- **DOCUMENT PASSAGE**:
>>>>>

Easy Bibimbap with Gochujang Sauce
- 3/4 cup short-grain brown or white rice, rinsed (soaking for 12-24 hours to speed cooking is optional*)
- 1 ½ cups water (if rice was soaked, reduce water by about 1/4 cup (60 ml) as recipe is written)
- 1 pinch sea salt
VEGGIES + EGG
- 2-3 Tbsp sesame oil, DIVIDED (toasted for more flavor, untoasted works, too*)
- 3 cups packed mixed vegetables (such as finely shredded carrot, thinly sliced zucchini, or spinach)
- 1 heaping cup bean sprouts (if you can’t find, sub more mixed vegetables)
- 2 stalks green onion, sliced on an angle
- 2 cloves garlic, minced
- 2 Tbsp coconut aminos, DIVIDED (or sub tamari to taste, or sea salt)
- 2 large eggs* (we recommend organic, pasture-raised, and as ethically sourced as possible, such as Vital Farms)

<<<<<

- **INFORMATION PROVIDED**:

>>>>>

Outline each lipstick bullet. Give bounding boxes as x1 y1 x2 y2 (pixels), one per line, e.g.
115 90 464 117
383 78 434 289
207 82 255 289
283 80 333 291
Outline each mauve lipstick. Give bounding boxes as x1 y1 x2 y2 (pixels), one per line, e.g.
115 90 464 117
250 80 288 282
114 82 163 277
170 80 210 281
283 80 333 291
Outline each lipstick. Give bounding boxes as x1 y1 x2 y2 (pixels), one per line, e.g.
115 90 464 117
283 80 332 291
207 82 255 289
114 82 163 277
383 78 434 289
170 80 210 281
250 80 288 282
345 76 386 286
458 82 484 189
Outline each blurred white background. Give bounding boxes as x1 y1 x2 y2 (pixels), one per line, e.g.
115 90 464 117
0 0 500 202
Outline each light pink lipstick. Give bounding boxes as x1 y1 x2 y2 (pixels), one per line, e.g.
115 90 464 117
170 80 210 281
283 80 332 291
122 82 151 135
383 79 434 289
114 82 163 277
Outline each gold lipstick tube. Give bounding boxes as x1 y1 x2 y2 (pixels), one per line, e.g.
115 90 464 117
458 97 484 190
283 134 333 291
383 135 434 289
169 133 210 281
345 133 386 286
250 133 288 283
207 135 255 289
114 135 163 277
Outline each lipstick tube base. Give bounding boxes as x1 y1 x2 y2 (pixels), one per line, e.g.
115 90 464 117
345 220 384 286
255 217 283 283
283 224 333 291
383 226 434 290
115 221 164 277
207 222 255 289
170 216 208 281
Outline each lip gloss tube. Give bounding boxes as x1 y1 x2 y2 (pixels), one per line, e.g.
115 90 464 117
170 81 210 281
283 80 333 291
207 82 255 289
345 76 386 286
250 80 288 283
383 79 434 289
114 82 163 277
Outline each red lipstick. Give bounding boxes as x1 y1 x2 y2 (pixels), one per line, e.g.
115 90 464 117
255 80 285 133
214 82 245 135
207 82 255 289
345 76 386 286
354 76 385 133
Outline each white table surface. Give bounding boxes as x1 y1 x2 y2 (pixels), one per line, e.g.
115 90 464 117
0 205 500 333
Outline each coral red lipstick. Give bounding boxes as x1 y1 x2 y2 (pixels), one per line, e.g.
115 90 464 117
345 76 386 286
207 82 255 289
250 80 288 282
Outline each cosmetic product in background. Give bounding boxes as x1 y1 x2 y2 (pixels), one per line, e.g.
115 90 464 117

<<<<<

- **WORK TO COMPLETE**:
a – In the bibimbap recipe, what can replace the bean sprouts if you can't find them?
b – Continue the bibimbap recipe from its last line.

- **TASK-BY-TASK OUTPUTS**:
a – More mixed vegetables.

b –
- Optional: If soaking rice, rinse, drain, and add to a mixing bowl and cover with cool water. Soak for 12 hours or overnight. For a quicker soak, cover in hot water for 1 hour. Then rinse and drain.
- To a medium saucepan, add cooking water (if you soaked your rice, start with 1 ¼ cups water as recipe is written), rinsed rice, and salt. Heat over high heat and bring to a boil, reduce heat to simmer, and cover. Cook for 15-20 minutes or until water is absorbed and rice is tender and fluffy. Soaked rice generally takes less time to cook. Unsoaked rice can take up to 30 minutes or more. Keep covered and set aside.
- In the meantime, prepare Gochujang sauce. Skip if using store-bought.
- While the rice finishes cooking, heat a large skillet over medium heat (stainless steel or cast iron are best). Once hot, add 1 tsp of sesame oil or enough to just coat the pan.
- Once the oil is hot, add vegetables one type at a time and cook in batches until lightly browned (1-2 minutes), seasoning each with a little minced garlic and a dash of coconut aminos, tamari, or sea salt. Cooking in batches allows you to arrange vegetables separately over the rice for visual effect. We cooked the zucchini first, then carrots, green onion, bean sprouts, and spinach. Add more oil to the pan as needed between vegetables.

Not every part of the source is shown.